# PROBLEM STATEMENT
Every line in the records below between the one holding "Target: amber light strip" and the one holding "the rectangular tower.", inclusive, is to be set down exactly; all other lines are to be left out.

# WORKING DATA
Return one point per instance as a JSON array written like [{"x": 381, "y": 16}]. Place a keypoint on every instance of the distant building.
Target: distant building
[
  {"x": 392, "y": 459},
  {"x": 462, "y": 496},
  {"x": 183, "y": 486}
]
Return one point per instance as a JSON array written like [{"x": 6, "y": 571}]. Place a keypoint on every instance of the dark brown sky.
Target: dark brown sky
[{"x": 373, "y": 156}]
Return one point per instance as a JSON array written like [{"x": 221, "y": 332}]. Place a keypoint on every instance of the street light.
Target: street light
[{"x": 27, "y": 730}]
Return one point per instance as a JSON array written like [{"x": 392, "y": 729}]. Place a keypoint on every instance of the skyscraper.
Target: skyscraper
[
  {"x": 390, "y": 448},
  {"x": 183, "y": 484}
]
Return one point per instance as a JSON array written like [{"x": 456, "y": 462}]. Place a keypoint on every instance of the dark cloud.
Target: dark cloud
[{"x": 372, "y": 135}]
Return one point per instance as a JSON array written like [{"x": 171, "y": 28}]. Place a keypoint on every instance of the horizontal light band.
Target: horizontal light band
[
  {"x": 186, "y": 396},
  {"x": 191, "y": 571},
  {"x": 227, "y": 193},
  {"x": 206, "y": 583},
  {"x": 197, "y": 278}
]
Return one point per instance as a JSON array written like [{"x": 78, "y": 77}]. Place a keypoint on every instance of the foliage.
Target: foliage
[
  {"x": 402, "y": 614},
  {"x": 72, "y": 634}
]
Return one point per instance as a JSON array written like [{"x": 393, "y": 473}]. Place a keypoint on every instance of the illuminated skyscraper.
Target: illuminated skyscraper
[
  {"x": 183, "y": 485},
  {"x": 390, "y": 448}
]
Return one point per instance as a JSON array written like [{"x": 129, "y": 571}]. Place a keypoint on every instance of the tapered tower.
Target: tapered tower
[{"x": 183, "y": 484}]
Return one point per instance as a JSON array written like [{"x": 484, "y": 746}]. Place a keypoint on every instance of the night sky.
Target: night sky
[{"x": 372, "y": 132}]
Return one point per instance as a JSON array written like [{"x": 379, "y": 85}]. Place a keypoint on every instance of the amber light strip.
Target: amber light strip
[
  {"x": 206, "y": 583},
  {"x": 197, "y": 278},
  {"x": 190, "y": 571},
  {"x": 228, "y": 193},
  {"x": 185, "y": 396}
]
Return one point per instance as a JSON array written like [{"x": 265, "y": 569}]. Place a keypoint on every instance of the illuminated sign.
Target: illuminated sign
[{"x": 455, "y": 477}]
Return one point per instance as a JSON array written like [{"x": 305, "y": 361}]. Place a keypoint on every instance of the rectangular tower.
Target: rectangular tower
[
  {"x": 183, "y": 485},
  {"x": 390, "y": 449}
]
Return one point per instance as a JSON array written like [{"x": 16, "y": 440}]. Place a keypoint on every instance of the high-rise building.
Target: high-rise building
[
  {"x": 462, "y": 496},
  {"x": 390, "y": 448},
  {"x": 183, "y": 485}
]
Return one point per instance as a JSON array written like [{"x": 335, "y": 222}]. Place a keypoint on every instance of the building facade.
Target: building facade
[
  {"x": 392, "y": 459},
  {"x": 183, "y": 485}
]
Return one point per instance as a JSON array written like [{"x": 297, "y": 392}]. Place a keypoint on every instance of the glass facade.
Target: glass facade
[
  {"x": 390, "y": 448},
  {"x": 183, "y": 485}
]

# SOLUTION TO THE PROBLEM
Target: amber light strip
[
  {"x": 206, "y": 583},
  {"x": 197, "y": 278},
  {"x": 190, "y": 571},
  {"x": 228, "y": 193},
  {"x": 185, "y": 396}
]
Return one point per instance as a JSON array written like [{"x": 265, "y": 569}]. Place a keypoint on every instance of the illuminated sign.
Target: illuminated sign
[{"x": 455, "y": 477}]
Return one point per instance as a JSON array written like [{"x": 305, "y": 361}]. Place a keypoint on every instance of the rectangular tower.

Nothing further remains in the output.